--- EXCERPT TO READ ---
★ ★ ★ ★ ★ ★ ★

ADD Engineering Leadership Deck
CxO + VP Engineering briefing 01 / 06

Slide 01

Ask These Three Questions Before the Demo

CxO + VP Engineering
Core claim

Every vendor will show you an agent writing code. You have seen it. Your board has seen it. Everyone has seen it. The demo is not the conversation you need.

When you schedule a meeting with a vendor, you are hoping for a strategic conversation. Instead, you are going to get the same demo followed by "trust me bro, this will transform your engineering org." Skip that.

Action Ask upfront: "Can we have a Field CTO or Principal Engineer join the initial call?" This is not rude. It is the first filter that separates partners from vendors.

Slide 02

You Already Know Agents Can Write Code. Stop Watching the Demo.

The problem
What you scheduled Strategy

A conversation about whether this tool matters for your situation. How it connects to your goals, your constraints, your current state.

What you got Demo

The same agent-writes-code demo you saw on YouTube, followed by "trust me bro, this will transform your engineering org."

What you needed Diagnosis

Someone who asks hard questions before showing you anything. Someone who has seen implementations fail and does not want that for you.

If you haven't seen an agent build software, hop on YouTube. The demos are everywhere. AI writes code. AI finds bugs. AI generates tests. You've seen it. Your board has seen it. So why are you about to sit through it again?

The question every CxO should be asking

Slide 03

Three Questions Before AI Touches Your SDLC

Economics of readiness
01

What are your goals?

Not "adopt AI." Not "increase velocity." What specific business outcome are you connecting this investment to? If you cannot articulate this clearly, that is your first problem to solve. No tool fixes unclear objectives.

02

What are your constraints?

Regulatory environment. Legacy systems. Team skills. Organizational politics. Security posture. Deployment pipelines. The things that determine whether a tool gathers dust or ships value. Every constraint unexamined is a million dollars at risk.

03

What is your current state?

Not where you wish you were. Where you actually are. Your real deployment cadence. Your real test coverage. Your real architectural debt. Honest assessment is the precondition for honest planning.

First filter If you cannot answer these today, that is your first problem to solve. If your vendor does not ask them, that tells you everything about how they see the engagement.

Slide 04

A Vendor Sells You Software. A Partner Helps You Succeed With It.

Operating model

What a partner does

  • Asks you the three questions before showing you anything. They have seen too many implementations fail because nobody asked upfront.
  • Watched million-dollar tools gather dust because nobody connected them to actual business outcomes. Does not want that for you or for themselves.
  • Puts a Field CTO or Principal Engineer on the first call. Not a premium tier. Standard practice.
  • Tells you when you are not ready. Tells you when you are solving the wrong problem. Earns trust by saying no.

★ ★ ★ ★ ★ ★ ★

--- WORK TASK 1 ---
Say whether each statement agrees with the deck on AI vendor demos. Answer yes or no for each, and quote the words from the deck that settle it.
(a) Asking for a Field CTO or Principal Engineer to join the first call is rude.
(b) A partner offers a Field CTO or Principal Engineer on the first call only as a premium tier.
(c) No tool can make up for unclear objectives.
--- WORK TASK 2 ---
Pick up the deck on AI vendor demos after its final line and continue it.

--- RECORDED DATA ---

★ ★ ★ ★ ★ ★ ★

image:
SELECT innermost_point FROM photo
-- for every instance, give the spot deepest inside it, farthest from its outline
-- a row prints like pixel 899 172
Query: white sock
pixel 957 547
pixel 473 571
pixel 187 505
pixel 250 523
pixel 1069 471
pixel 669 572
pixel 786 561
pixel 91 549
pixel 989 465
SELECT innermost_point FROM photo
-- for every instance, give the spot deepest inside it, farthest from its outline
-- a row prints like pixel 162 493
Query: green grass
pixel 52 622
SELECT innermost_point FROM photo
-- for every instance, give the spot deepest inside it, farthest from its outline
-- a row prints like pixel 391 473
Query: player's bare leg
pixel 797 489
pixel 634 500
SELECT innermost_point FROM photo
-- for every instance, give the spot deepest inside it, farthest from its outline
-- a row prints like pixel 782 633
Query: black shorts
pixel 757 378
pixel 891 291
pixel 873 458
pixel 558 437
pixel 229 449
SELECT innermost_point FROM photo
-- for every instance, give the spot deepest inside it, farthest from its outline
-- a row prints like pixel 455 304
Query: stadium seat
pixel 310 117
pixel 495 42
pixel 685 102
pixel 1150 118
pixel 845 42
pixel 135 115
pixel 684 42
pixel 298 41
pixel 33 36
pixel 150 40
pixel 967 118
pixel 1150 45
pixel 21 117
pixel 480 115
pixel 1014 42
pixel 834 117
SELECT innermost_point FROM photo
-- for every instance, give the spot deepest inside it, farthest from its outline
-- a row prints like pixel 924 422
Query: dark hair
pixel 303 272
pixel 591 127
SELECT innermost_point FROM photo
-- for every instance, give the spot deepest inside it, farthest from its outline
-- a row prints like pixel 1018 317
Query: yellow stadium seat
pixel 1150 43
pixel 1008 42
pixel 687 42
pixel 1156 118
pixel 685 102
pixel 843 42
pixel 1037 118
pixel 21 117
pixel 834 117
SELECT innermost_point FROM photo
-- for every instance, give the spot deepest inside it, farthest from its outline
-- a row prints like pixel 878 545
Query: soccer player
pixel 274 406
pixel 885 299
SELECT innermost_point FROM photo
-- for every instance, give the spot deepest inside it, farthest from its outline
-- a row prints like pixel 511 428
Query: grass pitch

★ ★ ★ ★ ★ ★ ★

--- ANSWER BOX 1 ---
(a) No: "This is not rude."
(b) No: "Not a premium tier. Standard practice."
(c) Yes: "No tool fixes unclear objectives."

--- ANSWER BOX 2 ---
What a vendor does

  • Skips straight to the demo. Agent writes code. Agent finds bugs. Agent generates tests. You have already seen this on YouTube.
  • Follows with "trust me bro, this will transform your engineering org." No diagnosis. No questions. No context.
  • Stretches one overbooked solutions architect across forty accounts. No depth. No pattern matching. No time.
  • Tells you it is a premium service tier when you ask for a Field CTO. They have answered the question. Believe them.

Slide 05

A Fleet of Field CTOs. Not One Overbooked Solutions Architect.

Implementation
What a Field CTO brings

Pattern matching across dozens of implementations. Financial services, healthcare, retail, SaaS. They have seen your situation before.

They are not going to run a Big 4 reorg. But they can help you think through things. They can tell you when you are not ready. They can tell you when you are solving the wrong problem. That is worth more than any demo.

Depth Architecture, infrastructure, security, deployment, domain. A real conversation with someone who knows the landscape.
What to ask for

When you book the meeting, ask upfront: "Can we have a Field CTO or Principal Engineer join the initial call?" This is not rude. The vendor wants to accelerate your adoption just as much as you do.

Getting the right people in the room from the start helps everyone. It compresses cycles. It prevents the six-month shelfware pattern. It respects everyone's time.

Standard Any partner worth working with long term will have a fleet of these people. Not one. A fleet.

Slide 06

Help Me Think Beats Trust Me Bro. Every Time.

Decision close
The choice

Be polite. Be kind. Ask for the strategic conversation before you sit through the demo. If they cannot give you that, they have told you who they are.

Every vendor meeting is a sorting exercise. You are not evaluating features. Features are commodity. You are evaluating whether this organization will help you succeed or just help you spend.

The partners who ask hard questions first are the ones who will be there when the implementation gets hard. The ones who skip to the demo will be onto the next deal.